From the rows below, keep only the lines that contain the string "blue", and copy each of those lines unchanged.

SOURCE RECORDS:
........

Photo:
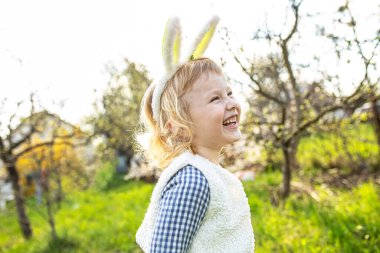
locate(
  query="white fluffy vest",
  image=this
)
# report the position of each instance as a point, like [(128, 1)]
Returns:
[(226, 226)]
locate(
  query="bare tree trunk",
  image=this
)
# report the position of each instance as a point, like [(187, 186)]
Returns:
[(289, 152), (20, 204), (49, 208), (286, 173), (376, 120)]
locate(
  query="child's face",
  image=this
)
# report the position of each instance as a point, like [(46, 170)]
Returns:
[(211, 103)]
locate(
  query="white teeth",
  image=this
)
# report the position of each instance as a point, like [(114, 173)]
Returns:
[(233, 119)]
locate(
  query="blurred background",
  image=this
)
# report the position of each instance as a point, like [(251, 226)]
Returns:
[(72, 77)]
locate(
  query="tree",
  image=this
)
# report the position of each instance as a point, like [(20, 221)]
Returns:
[(284, 102), (17, 142), (117, 112)]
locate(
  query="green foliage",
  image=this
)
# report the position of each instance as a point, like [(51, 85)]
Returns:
[(323, 151), (96, 221), (327, 150), (341, 222), (91, 221), (117, 112)]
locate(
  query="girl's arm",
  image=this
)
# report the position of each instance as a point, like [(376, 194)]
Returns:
[(183, 205)]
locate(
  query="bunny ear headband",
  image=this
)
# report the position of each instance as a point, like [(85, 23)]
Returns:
[(171, 45)]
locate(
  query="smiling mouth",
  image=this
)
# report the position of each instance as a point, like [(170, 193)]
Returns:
[(231, 122)]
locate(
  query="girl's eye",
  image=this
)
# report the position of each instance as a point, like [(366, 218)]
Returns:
[(214, 98)]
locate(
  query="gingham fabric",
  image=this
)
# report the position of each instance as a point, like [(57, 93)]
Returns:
[(183, 205)]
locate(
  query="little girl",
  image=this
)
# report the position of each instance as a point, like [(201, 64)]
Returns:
[(196, 205)]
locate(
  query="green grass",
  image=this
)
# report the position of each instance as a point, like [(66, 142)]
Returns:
[(326, 150), (106, 221), (105, 218)]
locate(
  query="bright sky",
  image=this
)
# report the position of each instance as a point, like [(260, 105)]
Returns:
[(60, 48)]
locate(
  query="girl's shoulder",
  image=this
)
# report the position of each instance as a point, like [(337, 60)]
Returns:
[(188, 177)]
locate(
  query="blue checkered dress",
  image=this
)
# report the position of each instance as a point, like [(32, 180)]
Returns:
[(183, 205)]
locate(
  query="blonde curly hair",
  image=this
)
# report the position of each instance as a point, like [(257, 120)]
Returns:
[(172, 134)]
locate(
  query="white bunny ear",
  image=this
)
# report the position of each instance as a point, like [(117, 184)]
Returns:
[(202, 41), (171, 44)]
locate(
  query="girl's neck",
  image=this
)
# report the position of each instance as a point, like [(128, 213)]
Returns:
[(210, 154)]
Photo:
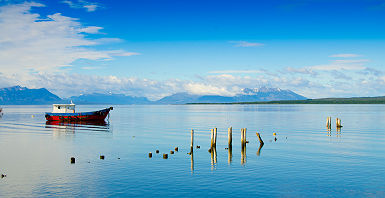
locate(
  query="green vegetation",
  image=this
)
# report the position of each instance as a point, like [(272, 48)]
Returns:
[(358, 100)]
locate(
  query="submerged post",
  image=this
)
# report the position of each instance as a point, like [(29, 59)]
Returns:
[(338, 123), (260, 139), (230, 136), (244, 136), (192, 140), (215, 137), (212, 138), (241, 136)]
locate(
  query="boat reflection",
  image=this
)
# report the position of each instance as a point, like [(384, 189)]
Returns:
[(69, 127)]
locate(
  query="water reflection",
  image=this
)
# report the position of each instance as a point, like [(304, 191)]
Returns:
[(243, 154), (259, 149), (230, 156), (192, 161), (70, 127), (213, 157)]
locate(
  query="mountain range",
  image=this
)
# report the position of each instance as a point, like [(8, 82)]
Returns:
[(18, 95)]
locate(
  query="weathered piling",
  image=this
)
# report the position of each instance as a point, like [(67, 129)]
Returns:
[(338, 123), (243, 155), (260, 139), (192, 141), (230, 136), (259, 149), (213, 157), (212, 138), (230, 155), (243, 136), (192, 162), (215, 136), (329, 123)]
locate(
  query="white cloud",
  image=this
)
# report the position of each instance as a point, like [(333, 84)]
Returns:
[(345, 55), (342, 65), (235, 71), (246, 44), (89, 6), (37, 43)]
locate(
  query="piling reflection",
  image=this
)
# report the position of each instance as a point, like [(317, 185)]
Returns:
[(192, 161), (230, 154), (243, 154), (259, 149), (213, 158), (338, 132), (71, 127)]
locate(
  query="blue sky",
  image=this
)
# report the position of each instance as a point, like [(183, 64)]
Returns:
[(317, 48)]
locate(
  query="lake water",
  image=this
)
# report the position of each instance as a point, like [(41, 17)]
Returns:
[(305, 161)]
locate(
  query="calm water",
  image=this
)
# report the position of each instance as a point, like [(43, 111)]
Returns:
[(305, 161)]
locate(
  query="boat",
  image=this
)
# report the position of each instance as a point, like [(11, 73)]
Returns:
[(66, 112)]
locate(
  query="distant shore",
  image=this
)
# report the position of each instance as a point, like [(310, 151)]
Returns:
[(357, 100)]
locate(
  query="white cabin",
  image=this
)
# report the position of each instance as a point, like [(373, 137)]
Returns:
[(63, 108)]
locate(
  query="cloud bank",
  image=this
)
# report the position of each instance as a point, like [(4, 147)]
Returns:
[(46, 43), (34, 49)]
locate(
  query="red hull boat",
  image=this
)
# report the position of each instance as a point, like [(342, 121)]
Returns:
[(66, 112)]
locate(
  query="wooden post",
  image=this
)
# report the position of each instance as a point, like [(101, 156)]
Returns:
[(244, 136), (215, 137), (260, 139), (192, 140), (338, 123), (259, 149), (329, 123), (192, 162), (230, 156), (243, 154), (241, 136), (230, 136)]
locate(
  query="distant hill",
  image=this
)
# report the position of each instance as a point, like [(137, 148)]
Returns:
[(247, 95), (21, 95), (354, 100), (97, 98)]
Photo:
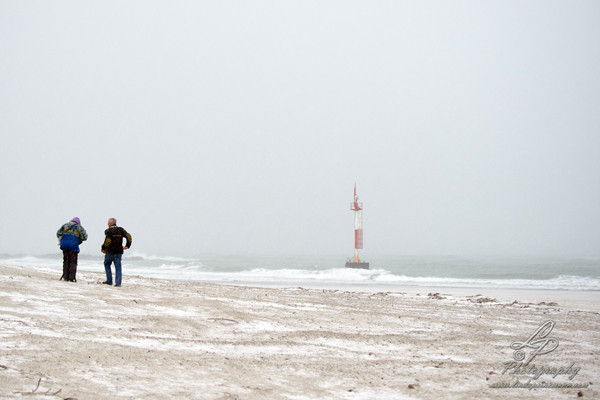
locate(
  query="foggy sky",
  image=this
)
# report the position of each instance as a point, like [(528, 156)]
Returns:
[(470, 128)]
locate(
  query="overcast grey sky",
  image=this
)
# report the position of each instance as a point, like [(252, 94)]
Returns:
[(470, 127)]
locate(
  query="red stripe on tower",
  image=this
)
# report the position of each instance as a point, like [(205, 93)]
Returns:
[(358, 238)]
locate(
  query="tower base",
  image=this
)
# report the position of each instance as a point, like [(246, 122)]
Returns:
[(361, 265)]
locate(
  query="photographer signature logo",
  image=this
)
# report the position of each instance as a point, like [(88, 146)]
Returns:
[(524, 352), (539, 343)]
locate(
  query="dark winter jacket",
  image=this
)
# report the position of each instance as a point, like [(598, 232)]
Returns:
[(71, 235), (113, 244)]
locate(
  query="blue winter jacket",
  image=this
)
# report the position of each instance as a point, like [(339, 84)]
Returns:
[(71, 235)]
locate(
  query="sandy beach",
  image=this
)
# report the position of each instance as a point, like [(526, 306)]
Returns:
[(157, 339)]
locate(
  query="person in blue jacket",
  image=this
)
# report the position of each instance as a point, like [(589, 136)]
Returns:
[(71, 235)]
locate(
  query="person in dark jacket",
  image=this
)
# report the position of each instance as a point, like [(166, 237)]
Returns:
[(113, 250), (70, 235)]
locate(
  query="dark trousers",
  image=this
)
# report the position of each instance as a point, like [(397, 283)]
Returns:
[(69, 265)]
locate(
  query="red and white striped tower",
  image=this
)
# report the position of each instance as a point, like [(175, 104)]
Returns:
[(356, 206)]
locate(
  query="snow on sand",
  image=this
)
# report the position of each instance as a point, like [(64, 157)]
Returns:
[(157, 339)]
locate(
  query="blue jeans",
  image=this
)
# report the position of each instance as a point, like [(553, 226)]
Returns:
[(108, 260)]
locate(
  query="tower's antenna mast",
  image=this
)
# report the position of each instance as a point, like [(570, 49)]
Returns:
[(356, 206)]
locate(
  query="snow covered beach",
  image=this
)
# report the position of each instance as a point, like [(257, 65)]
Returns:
[(158, 339)]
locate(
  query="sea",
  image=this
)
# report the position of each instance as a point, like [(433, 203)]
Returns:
[(570, 274)]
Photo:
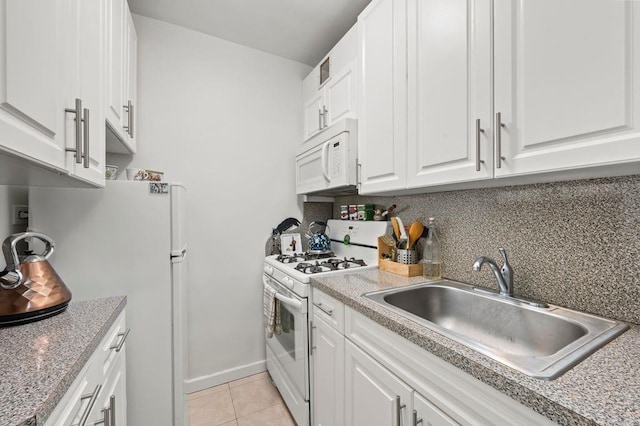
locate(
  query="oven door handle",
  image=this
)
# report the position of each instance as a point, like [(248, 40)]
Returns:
[(296, 304)]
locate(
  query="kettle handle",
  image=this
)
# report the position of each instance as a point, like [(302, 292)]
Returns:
[(11, 277)]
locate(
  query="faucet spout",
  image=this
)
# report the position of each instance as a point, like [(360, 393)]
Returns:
[(504, 276)]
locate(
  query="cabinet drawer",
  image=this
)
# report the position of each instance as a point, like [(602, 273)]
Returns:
[(329, 309), (112, 345)]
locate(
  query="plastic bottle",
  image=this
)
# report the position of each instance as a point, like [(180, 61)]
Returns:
[(431, 256)]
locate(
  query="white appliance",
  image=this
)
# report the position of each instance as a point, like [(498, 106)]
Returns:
[(290, 274), (129, 239), (327, 162)]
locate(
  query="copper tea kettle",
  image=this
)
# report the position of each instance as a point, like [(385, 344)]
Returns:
[(30, 289)]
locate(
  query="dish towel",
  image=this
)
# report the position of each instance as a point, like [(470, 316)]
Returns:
[(271, 306)]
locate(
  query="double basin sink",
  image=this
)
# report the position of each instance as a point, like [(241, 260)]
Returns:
[(539, 341)]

........

RESPONSE TO THE TASK:
  query="blue checkered dress",
  query="blue sky",
  query="blue winter jacket",
  query="person in blue jacket",
  query="blue jeans",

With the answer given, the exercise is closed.